> **PROMPT 1**: Using the failure handling document, decide whether each statement agrees with it. Answer yes or no for each and quote the words that settle it. (a) A failed step emits workflow_failed. (b) Steps that lack an explicit next: field route to "end" automatically. (c) Registration fails if a playbook workflow does not define an "end" step.
> **PROMPT 2**: In the failure handling document, condense the paragraph beginning "All execution paths (success, failure, stopped, killed)" into a shorter version that keeps its main facts.
> **PROMPT 3**: Print everything in the failure handling document from "Failure Handling Architecture" down to "of execution outcome.".

> **DOCUMENT SECTION**:
Skip to main content

Failure Handling Architecture

Overview

All execution paths (success, failure, stopped, killed) must converge at the "end" step before workflow/playbook completion is reported. This universal convergence ensures proper result aggregation and status evaluation regardless of execution outcome.

Key Principles

  1. "end" Step is Mandatory Convergence Point

    • All execution paths must route to "end" - it's the single terminal leaf in the workflow tree
    • "end" step acts as aggregator for all execution results
    • Only "end" step can trigger workflow/playbook completion events
  2. Implicit "end" Step Injection

    • If playbook workflow doesn't define "end" step, one is auto-injected during registration
    • Default "end" evaluates all step results and determines overall status
    • Can be overridden with explicit "end" step definition including tools and logic
  3. Implicit End Routing

    • Steps without explicit next: field automatically route to "end"
    • Prevents orphaned execution branches
    • Ensures universal convergence even for playbooks missing explicit routing
  4. Failure Routing

    • When step fails (after all retries exhausted), routes to "end" step
    • Failed step emits step_failed but does NOT emit workflow_failed
    • Workflow continues to "end" step for final evaluation
    • Metadata includes routed_to_end: true and original_failed_step
  5. Parallel Step Cancellation (Future)

    • When one parallel step fails with critical error, send cancellation signals
    • Cancelled steps complete their current operation then route to "end"

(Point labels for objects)
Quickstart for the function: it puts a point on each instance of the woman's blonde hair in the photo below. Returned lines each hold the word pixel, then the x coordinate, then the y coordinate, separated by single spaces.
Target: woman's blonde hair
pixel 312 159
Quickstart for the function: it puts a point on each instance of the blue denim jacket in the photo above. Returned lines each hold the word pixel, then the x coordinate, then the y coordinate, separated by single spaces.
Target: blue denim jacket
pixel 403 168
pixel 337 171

> **WRITTEN ANSWER 1**:
(a) No: "Failed step emits step_failed but does NOT emit workflow_failed"
(b) Yes: "Steps without explicit next: field automatically route to "end""
(c) No: "If playbook workflow doesn't define "end" step, one is auto-injected during registration"

> **WRITTEN ANSWER 2**: Every execution path (success, failure, stopped, or killed) must reach the "end" step before workflow/playbook completion is reported. This guarantees proper result aggregation and status evaluation whatever the outcome.

> **WRITTEN ANSWER 3**:
Failure Handling Architecture

Overview

All execution paths (success, failure, stopped, killed) must converge at the "end" step before workflow/playbook completion is reported. This universal convergence ensures proper result aggregation and status evaluation regardless of execution outcome.